Document excerpt Block Start

The lifeblood and amazingly least valuable rank to fall under is that of a merchant. Merchants are those who take all of the raw materials and finished goods produced by the people and sell them at ports in mainland Nippon. However, because these people willingly choose to leave society and often are influenced by outside cultures, they are shunned to primarily maintain cultural purity.
The culture of the Oina and Poncle communities shares some similarities, having been developed relatively near one another and within the same landscape. Both are spiritual people, with the Oina holding faith in their protective spirits, whereas the Poncles place their trust with gods such as Amaterasu from the southern nation.
Within the Oina community, outsiders are largely unwelcome, yet can be adopted into society gradually. This is seen with the permission of both Kokari and Onigiri-Sensei, who have made their homes outside of the central village of Kamui. However, this does not mean that they are allowed to roam freely. Onigiri-Sensei is largely kept to his own home, and Kokari is only permitted to fish in a specified location. Even then, the two are watched over carefully by the strongest warrior of the village, Oki. This is not the case with the Poncle community. Rather than discouraging the idea of travel altogether, it is largely encouraged as a method of pilgrimage and an opportunity to better one's artistic abilities.
Regardless of differing ideals in regards to immigration, both tribes shares a similar clothing style, often resembling stylized variations of Ainu clothing. The attire of the Oina tends to be more complex, with embroidered fabrics bearing a striking resemblance both to Ainu clothing and a standard kimono, in addition to featuring both a family crest and other decorative patterns. Within Poncle society, however, clothing is more simple and tends to resemble a single-layered robe. Both have an affinity for both jewelry and animals.
The Oina, for reasons unknown, wear a mask that represents their innermost personality and spirit. The mask entirely obscures their face, leaving one to wonder what they truly look like. The Poncles, being a smaller race, wear bugs as hats—butterflies and moths for women, and beetles for men. Use of insects in their clothing is nearly as common as the same usage in architecutre.

Document excerpt Block End

Assigned task 1
In the passage on Oina and Poncle culture, what do Poncle men wear as hats?
Assigned task 2
Write a short continuation of the passage on Oina and Poncle culture, picking up after its final sentence.
The entries are separate material with no connection to the passage on Oina and Poncle culture.

Available data Block Start

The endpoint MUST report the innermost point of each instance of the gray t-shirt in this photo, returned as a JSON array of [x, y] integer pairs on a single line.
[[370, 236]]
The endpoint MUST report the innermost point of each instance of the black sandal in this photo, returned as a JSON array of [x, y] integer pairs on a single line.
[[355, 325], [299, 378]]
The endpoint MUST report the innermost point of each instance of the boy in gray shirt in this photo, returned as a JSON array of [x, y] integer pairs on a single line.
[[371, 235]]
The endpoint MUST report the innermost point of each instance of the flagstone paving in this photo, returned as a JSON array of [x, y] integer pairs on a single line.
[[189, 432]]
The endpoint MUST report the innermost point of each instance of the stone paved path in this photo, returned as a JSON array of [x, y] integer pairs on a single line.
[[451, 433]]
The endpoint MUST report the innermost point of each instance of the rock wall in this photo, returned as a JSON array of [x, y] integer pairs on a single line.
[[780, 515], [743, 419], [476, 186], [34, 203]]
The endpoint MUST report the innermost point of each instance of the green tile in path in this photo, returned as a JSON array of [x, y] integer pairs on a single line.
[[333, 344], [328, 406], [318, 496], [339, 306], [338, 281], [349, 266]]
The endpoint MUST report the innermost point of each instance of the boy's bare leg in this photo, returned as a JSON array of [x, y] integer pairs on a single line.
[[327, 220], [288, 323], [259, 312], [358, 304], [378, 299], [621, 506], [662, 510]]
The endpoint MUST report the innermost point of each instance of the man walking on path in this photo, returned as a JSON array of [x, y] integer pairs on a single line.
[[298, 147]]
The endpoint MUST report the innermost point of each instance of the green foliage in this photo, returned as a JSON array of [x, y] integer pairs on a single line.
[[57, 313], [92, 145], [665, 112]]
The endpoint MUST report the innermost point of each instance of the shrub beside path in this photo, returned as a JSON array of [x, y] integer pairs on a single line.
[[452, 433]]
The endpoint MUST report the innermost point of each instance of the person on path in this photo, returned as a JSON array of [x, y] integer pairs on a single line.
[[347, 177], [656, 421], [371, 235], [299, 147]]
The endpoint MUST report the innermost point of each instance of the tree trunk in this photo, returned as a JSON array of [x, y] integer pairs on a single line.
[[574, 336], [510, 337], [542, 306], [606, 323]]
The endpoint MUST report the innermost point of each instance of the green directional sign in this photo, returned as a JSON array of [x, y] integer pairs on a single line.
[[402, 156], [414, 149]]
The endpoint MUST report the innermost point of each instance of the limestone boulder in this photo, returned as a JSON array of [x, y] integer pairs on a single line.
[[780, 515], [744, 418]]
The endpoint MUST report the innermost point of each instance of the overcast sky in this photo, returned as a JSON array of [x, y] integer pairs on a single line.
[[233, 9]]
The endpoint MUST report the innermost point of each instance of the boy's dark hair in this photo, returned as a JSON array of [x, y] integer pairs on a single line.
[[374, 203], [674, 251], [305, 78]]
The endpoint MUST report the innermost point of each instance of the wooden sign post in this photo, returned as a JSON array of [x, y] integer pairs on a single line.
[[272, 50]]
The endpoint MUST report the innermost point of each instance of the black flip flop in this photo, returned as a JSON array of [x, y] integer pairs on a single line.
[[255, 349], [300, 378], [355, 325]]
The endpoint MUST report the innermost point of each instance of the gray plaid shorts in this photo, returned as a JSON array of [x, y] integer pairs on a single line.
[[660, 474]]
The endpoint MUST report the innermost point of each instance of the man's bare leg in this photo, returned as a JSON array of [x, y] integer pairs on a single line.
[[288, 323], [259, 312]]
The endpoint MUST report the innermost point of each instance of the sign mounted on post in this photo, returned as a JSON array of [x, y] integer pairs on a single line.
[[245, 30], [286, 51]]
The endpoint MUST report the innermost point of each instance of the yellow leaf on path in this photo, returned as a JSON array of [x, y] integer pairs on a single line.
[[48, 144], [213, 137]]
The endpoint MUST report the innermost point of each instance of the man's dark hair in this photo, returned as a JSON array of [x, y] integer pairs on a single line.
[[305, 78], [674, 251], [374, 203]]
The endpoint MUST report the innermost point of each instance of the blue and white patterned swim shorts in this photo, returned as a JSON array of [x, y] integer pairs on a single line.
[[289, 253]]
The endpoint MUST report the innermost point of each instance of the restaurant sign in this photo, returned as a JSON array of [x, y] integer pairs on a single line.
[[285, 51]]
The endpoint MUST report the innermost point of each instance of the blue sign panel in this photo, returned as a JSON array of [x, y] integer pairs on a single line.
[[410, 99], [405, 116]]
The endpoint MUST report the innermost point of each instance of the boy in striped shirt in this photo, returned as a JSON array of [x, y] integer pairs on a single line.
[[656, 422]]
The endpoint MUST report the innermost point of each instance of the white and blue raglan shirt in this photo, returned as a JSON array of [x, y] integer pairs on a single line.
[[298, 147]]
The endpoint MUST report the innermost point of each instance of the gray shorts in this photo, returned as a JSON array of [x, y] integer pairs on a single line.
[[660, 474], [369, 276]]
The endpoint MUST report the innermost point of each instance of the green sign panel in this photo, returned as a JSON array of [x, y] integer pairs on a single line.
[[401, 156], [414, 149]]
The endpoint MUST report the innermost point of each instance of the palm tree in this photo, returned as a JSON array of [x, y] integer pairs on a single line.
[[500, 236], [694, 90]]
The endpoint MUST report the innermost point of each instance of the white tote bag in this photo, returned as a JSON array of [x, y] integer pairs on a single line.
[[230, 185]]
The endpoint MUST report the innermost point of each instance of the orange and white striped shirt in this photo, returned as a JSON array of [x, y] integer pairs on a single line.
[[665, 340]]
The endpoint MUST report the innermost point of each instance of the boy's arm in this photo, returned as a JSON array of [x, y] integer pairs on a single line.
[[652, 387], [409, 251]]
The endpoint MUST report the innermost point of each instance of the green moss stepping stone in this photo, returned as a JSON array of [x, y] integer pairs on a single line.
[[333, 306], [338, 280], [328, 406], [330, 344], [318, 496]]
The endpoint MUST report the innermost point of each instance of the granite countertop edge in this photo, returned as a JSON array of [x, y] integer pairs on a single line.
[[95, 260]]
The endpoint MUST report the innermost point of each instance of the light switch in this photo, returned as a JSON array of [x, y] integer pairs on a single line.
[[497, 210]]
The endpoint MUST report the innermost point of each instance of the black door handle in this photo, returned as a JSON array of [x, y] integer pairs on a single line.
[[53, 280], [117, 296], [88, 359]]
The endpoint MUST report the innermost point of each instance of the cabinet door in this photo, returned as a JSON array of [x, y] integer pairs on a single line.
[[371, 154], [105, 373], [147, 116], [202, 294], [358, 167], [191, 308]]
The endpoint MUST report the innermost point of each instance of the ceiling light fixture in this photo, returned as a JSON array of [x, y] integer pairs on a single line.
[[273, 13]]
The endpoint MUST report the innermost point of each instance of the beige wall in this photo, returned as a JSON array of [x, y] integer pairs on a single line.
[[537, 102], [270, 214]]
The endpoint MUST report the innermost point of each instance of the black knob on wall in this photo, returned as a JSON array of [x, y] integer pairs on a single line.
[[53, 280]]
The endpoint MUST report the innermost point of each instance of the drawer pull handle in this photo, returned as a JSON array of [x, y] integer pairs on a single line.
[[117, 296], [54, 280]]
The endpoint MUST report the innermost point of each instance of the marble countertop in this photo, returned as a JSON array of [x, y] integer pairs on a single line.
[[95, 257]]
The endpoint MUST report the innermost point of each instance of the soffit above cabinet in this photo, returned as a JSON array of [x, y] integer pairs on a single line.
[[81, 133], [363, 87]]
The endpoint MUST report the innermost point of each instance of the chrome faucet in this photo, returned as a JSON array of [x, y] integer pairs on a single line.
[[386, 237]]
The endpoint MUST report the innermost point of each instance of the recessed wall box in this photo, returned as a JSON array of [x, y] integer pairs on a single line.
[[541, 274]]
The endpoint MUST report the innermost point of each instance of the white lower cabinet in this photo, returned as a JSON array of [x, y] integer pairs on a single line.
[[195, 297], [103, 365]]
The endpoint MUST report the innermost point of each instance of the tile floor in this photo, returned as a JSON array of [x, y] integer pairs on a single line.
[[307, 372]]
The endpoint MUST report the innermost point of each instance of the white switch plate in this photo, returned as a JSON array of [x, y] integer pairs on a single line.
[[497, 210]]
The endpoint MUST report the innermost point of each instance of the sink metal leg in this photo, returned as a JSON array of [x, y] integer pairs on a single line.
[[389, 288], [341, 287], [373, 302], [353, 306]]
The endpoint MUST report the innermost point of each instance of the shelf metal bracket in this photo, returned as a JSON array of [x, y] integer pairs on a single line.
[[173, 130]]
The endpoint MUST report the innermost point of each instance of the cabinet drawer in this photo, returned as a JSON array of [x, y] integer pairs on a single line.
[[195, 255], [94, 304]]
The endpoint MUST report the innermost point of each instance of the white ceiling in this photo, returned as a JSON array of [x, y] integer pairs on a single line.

Available data Block End

Your response 1
Beetles.

Your response 2
Many bridges and stairwells in Ponc'tan are constructed from fully extended insects. Their homes are often carved right into shoots growing through the protective walls of the tree stump, but occasionally can be mushrooms as well. The village itself is rather small and easy to navigate. However, guardrails and other barriers do not exist despite the obvious danger of falling, further demonstrating the durability of this tiny tribe. In contrast with the Poncles, the Oina build smaller, single-story structures from wood and use the wealth of Kamui's ice and snow to create an outer layer around the house to help keep heat inside. Each home also bears a chimney to aid in the removal of smoke from the eternally burning fires. Within some homes, one can find textiles, dried meats, and other raw goods.
The Oina, having little to no natural resources to draw upon, make do with what they have, that being an endless supply of snow and a massive forest from which trees can be felled. Despite many of the cultural ties to the forest, it has been at the very least somewhat altered to create an artificial entrance to the forest in addition to the barrier requiring a special key. The Oina, also being a shape-shifting people, use both their skills as humans and wolves to hunt for the meats they dry in their homes and gather the plant matter used in medicine, general construction, and dyeing of fabrics. The Poncles, however, are believed to struggle with the manipulation of their natural habitat, and instead require others to do so for them or must use smaller resources unknown the the significantly larger humans of the world.